__Goal of the exercise__: Swap "tree" for "shrub" in the records below and reproduce them with everything else unchanged. Leave the pictures out of your answer.

⁂

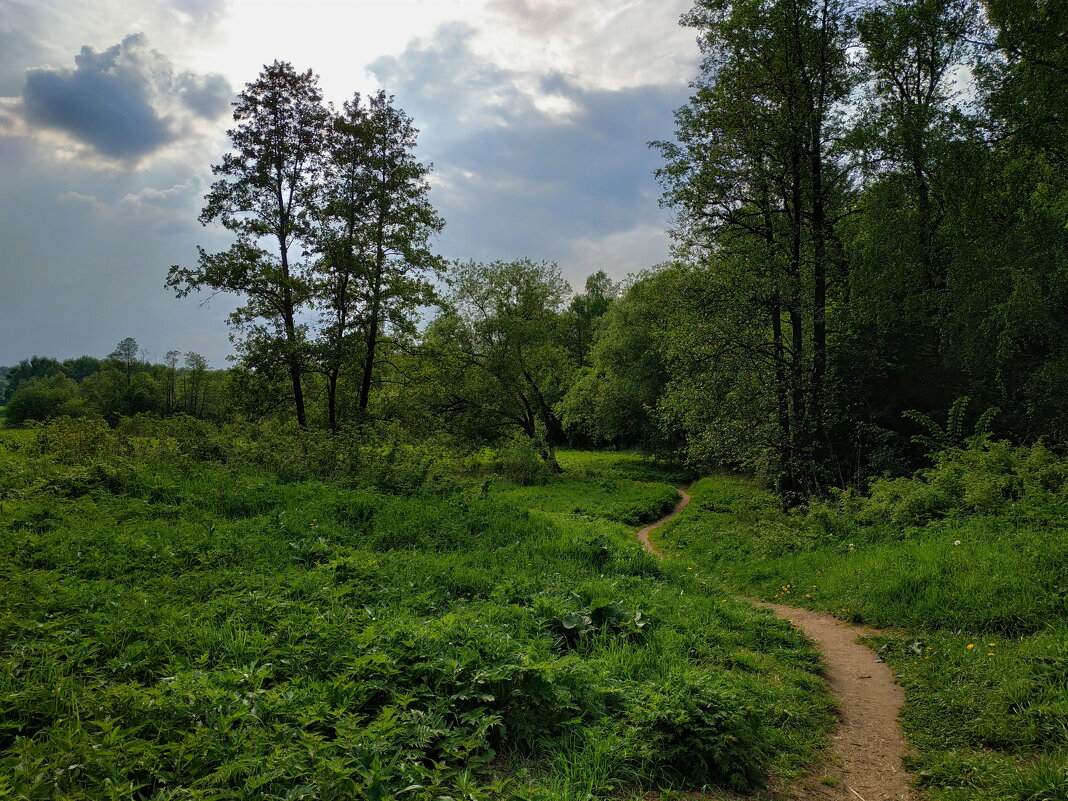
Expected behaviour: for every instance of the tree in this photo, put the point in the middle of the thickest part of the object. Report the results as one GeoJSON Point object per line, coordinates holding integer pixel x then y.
{"type": "Point", "coordinates": [758, 190]}
{"type": "Point", "coordinates": [44, 398]}
{"type": "Point", "coordinates": [265, 195]}
{"type": "Point", "coordinates": [376, 222]}
{"type": "Point", "coordinates": [125, 356]}
{"type": "Point", "coordinates": [493, 359]}
{"type": "Point", "coordinates": [614, 398]}
{"type": "Point", "coordinates": [579, 322]}
{"type": "Point", "coordinates": [194, 383]}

⁂

__Task solution__:
Expected behaviour: for every instance of the shrub in this photo, put the point in the middle of the thickest part of the object. Report the results as one GeoJSON Point object per line, coordinates holding integer pixel x then y.
{"type": "Point", "coordinates": [758, 190]}
{"type": "Point", "coordinates": [44, 398]}
{"type": "Point", "coordinates": [265, 195]}
{"type": "Point", "coordinates": [376, 222]}
{"type": "Point", "coordinates": [125, 356]}
{"type": "Point", "coordinates": [493, 359]}
{"type": "Point", "coordinates": [614, 398]}
{"type": "Point", "coordinates": [579, 322]}
{"type": "Point", "coordinates": [194, 383]}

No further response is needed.